* _Supplied information_:
▼
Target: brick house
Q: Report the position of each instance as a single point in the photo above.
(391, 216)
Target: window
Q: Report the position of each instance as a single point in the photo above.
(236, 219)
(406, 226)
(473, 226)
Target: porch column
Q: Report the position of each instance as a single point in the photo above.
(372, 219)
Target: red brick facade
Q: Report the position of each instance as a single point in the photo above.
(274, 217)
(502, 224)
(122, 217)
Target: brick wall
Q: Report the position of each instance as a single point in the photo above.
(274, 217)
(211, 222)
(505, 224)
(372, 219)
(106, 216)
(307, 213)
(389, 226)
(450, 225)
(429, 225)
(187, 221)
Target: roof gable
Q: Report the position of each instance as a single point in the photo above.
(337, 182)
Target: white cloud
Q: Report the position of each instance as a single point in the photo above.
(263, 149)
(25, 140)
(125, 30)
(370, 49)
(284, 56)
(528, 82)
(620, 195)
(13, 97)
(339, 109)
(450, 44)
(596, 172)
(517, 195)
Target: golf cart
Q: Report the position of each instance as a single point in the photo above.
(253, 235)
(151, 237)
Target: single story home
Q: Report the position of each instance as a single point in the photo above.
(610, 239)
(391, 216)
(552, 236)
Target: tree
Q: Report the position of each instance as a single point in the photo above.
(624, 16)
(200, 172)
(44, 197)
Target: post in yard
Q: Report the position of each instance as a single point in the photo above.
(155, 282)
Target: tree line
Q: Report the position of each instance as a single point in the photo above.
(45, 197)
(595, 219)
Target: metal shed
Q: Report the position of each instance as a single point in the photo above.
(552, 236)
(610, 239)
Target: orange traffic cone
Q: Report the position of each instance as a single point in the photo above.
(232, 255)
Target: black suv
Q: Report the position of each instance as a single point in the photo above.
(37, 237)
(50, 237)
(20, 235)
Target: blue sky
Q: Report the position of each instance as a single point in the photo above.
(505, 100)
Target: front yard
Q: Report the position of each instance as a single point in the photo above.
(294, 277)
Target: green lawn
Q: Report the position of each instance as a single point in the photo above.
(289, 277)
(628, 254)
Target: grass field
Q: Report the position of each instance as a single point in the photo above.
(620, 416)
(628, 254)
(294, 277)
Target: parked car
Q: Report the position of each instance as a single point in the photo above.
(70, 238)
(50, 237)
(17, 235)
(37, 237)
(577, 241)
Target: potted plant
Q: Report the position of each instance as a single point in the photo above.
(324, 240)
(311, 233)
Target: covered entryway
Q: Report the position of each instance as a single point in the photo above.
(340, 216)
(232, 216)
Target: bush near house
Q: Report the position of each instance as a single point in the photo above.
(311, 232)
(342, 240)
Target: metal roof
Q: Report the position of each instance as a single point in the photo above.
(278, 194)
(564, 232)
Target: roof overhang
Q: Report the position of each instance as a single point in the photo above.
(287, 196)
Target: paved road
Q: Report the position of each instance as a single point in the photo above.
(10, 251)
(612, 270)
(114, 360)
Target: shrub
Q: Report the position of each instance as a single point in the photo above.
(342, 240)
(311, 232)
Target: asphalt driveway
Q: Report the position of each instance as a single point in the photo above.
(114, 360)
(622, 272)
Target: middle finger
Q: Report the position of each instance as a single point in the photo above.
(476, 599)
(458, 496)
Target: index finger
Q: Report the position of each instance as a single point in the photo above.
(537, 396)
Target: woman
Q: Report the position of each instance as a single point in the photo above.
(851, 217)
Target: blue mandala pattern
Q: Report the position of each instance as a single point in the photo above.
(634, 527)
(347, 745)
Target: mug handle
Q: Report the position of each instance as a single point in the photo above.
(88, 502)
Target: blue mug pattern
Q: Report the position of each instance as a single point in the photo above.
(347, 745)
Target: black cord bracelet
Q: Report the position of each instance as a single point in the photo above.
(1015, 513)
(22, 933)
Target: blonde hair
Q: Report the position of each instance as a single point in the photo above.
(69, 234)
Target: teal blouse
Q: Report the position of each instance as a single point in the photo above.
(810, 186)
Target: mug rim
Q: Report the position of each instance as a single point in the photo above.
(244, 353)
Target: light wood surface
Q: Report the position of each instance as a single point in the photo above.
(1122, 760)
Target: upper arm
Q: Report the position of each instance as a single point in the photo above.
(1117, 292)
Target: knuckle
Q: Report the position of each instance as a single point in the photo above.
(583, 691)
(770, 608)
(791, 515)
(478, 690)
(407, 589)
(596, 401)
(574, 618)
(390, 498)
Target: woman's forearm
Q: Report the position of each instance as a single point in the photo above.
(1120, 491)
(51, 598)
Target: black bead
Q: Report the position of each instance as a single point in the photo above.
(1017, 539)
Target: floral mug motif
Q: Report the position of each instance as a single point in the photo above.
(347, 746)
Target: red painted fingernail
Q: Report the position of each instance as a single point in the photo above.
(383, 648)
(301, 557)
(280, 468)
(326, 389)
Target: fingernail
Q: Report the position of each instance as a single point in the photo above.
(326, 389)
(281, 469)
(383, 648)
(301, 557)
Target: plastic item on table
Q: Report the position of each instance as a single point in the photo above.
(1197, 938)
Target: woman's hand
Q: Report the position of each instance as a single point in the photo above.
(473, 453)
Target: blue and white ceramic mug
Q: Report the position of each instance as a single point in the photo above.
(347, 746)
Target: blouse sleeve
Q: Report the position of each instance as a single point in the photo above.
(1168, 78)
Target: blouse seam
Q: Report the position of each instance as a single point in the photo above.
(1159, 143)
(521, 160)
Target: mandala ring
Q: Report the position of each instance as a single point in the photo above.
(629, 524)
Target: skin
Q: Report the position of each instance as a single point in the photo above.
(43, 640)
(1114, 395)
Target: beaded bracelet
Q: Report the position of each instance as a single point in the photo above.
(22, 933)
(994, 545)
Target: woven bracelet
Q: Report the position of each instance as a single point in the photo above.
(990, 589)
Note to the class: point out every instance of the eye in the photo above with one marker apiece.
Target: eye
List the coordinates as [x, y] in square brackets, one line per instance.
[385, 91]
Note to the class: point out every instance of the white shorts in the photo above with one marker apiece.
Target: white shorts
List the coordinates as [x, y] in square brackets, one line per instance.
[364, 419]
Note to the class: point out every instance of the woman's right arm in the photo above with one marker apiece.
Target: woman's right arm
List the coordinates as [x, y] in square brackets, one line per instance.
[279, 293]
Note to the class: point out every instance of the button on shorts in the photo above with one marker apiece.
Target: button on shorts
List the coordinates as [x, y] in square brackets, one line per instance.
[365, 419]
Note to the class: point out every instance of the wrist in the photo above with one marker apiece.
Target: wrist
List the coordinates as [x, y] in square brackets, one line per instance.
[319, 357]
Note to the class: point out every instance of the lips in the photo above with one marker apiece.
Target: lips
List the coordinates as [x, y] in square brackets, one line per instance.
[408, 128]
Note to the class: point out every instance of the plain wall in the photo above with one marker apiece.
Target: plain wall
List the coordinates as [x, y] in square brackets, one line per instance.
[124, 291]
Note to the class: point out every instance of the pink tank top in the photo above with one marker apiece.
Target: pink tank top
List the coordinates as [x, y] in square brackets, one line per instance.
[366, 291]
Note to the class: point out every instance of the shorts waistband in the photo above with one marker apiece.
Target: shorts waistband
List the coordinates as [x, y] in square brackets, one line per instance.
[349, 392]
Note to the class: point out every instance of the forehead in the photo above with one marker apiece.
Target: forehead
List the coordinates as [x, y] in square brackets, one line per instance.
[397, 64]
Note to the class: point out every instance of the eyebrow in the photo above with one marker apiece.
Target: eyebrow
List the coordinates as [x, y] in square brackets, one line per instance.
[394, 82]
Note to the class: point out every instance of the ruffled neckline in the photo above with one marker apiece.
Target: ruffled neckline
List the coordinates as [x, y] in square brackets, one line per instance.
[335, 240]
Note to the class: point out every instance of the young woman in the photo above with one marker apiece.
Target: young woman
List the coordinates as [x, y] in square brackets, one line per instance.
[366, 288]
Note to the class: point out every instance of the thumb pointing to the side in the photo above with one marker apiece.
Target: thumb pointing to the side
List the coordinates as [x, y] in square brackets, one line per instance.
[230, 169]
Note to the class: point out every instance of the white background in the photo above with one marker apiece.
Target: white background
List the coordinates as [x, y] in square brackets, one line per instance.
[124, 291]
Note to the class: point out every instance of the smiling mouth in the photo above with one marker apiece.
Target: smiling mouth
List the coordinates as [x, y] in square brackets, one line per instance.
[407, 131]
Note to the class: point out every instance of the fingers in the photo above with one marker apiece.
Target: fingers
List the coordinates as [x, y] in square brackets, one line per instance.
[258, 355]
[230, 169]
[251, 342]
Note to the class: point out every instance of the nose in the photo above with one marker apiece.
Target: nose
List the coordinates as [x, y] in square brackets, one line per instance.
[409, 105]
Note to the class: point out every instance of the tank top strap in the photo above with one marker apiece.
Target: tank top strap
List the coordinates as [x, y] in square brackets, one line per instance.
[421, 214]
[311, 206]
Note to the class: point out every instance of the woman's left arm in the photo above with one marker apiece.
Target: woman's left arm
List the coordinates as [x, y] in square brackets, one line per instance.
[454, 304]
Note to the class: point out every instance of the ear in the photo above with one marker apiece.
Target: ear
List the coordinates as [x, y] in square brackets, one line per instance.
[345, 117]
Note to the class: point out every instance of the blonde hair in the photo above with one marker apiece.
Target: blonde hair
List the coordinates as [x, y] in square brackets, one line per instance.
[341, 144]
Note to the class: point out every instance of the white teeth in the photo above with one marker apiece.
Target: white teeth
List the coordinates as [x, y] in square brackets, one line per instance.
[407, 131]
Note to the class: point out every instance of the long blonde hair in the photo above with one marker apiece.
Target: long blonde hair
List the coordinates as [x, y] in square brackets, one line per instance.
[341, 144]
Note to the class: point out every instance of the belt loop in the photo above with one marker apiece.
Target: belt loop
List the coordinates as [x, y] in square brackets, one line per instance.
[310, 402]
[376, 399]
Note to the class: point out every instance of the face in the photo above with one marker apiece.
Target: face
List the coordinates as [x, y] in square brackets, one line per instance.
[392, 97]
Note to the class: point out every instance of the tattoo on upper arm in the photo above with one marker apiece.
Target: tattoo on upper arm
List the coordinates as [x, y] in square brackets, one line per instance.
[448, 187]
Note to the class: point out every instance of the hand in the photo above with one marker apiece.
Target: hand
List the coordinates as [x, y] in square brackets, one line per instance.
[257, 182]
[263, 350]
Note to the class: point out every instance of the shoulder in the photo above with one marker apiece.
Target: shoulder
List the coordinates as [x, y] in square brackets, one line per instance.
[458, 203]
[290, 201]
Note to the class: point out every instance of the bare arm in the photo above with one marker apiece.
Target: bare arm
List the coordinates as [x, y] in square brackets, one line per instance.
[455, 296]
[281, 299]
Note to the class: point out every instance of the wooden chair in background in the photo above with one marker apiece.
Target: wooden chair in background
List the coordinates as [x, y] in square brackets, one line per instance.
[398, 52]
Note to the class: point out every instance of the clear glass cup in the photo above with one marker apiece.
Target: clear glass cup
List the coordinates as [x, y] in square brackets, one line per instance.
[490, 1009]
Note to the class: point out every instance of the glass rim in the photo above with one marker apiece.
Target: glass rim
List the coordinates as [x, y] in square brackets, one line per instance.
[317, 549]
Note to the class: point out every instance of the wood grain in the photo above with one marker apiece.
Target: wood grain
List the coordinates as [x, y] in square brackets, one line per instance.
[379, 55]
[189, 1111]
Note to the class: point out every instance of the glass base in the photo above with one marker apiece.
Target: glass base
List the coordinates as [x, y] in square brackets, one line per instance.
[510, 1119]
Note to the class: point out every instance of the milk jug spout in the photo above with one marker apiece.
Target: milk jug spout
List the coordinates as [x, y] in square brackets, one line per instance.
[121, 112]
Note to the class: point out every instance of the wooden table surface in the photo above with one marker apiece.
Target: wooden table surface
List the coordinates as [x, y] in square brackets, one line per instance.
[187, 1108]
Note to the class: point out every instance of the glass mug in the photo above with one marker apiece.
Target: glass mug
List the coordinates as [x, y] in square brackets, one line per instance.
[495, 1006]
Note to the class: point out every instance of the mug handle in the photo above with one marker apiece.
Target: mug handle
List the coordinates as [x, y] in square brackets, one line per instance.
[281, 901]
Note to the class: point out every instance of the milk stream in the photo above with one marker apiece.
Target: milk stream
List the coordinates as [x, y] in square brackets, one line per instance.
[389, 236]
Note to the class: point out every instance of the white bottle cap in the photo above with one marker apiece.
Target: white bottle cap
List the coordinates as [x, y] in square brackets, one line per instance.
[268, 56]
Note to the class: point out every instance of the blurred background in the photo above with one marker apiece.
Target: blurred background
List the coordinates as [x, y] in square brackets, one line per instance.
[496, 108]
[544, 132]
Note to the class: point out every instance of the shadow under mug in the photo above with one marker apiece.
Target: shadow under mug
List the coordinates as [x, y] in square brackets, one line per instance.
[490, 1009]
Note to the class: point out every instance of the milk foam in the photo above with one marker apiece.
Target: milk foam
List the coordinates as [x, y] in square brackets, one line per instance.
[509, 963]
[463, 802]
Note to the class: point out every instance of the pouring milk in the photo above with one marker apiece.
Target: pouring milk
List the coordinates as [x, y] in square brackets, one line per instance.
▲
Working from the entries above, filter out every line that lacks "lips" and copy what remains.

Note to the class: point out every instance of the lips in the photo above with one marker apiece.
Target: lips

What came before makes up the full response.